## Begin INFORMATION GIVEN
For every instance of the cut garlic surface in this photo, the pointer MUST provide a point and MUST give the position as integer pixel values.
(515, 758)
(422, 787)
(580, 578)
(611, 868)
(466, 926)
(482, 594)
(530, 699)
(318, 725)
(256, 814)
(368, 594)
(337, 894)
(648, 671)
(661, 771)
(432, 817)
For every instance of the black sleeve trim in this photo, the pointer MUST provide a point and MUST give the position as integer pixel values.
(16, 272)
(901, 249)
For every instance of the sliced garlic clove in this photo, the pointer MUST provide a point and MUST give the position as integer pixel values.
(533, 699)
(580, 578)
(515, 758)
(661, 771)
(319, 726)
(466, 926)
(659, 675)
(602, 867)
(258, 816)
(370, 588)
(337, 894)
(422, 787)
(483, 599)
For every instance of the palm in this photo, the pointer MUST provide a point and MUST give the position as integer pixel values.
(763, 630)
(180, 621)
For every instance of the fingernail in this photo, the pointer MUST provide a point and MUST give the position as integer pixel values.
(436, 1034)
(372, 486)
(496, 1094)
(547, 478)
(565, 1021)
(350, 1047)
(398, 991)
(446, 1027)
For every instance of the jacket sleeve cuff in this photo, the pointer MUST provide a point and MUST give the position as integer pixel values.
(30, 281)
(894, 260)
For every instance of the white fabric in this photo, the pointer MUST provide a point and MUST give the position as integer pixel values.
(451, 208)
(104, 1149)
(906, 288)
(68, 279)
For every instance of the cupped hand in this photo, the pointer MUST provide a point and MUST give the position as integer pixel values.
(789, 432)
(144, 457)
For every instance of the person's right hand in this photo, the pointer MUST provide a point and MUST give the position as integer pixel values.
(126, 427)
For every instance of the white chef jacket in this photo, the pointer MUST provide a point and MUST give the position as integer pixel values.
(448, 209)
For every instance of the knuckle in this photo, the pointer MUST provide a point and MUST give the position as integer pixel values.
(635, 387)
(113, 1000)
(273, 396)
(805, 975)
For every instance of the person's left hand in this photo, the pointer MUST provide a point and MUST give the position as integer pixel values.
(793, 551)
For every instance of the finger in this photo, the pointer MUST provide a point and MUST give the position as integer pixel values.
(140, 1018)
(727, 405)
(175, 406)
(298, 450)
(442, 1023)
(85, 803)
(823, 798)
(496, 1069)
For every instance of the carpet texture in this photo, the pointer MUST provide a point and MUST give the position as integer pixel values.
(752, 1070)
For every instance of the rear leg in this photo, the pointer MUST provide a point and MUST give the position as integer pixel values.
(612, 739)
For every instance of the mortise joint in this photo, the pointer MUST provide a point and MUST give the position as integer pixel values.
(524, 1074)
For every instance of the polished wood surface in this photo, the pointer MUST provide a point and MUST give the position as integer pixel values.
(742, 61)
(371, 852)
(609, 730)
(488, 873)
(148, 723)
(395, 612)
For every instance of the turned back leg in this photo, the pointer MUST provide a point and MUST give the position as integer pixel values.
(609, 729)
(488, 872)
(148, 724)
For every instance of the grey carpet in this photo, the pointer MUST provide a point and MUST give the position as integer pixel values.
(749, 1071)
## End INFORMATION GIVEN
## WHAT IS ASKED
Write out exactly the lines starting with the one that holds "For every instance of the white fabric" and running through the last line above.

## FINISHED TASK
For every instance of the white fabric in this photo, the pointer MUST provide a point and MUST give the position as integer pixel values.
(451, 208)
(104, 1149)
(906, 288)
(68, 279)
For every instance of the cupped hand in this photo, the pointer MUST provide a point and MUST give the position as integer pixel values.
(789, 432)
(144, 457)
For every instance of the person's right hand in this photo, the pointer MUST provide a point and MUST give the position as integer pixel values.
(126, 427)
For every instance of the white chef jacket in this photo, the pointer MUST provide a point and MUST give the position as integer pixel values.
(448, 209)
For every instance of the knuckle in this photo, the pointer MUST provide a point and MUST give the position as integer pixel values.
(635, 387)
(113, 1000)
(273, 396)
(805, 975)
For every instance of the person's left hand in this photo, the pointer MUST provide a point and MUST give the position as integer pixel values.
(793, 551)
For every instance of the finger in this photo, the pointer MUST provide a point and MUST give the position as integer pixel values.
(140, 1018)
(727, 405)
(175, 406)
(298, 450)
(442, 1023)
(85, 803)
(823, 798)
(496, 1069)
For every instance of the carpet texture in this photo, the pointer MUST provide a point and MUST give the position as integer pixel values.
(752, 1070)
For every instance of the rear leg in this photo, the pointer MUST provide a point and MUST give the position as integer pixel values.
(612, 739)
For every instance of the mortise joint in this photo, the pointer MUST provide a point and MUST give the position as integer pixel values.
(524, 1074)
For every instance of the polished wood surface in this photo, the pointer MUST provide a point and MUST give the position as integer pixel values.
(742, 61)
(371, 852)
(609, 730)
(488, 873)
(148, 723)
(395, 612)
For every instance of the turned back leg in this photo, the pointer MUST provide a point and MUST give the position as integer pixel values.
(609, 729)
(488, 872)
(148, 724)
For every instance of the grey carpet in this photo, the pointer MUST provide a point and MUST give the position as integer pixel values.
(749, 1071)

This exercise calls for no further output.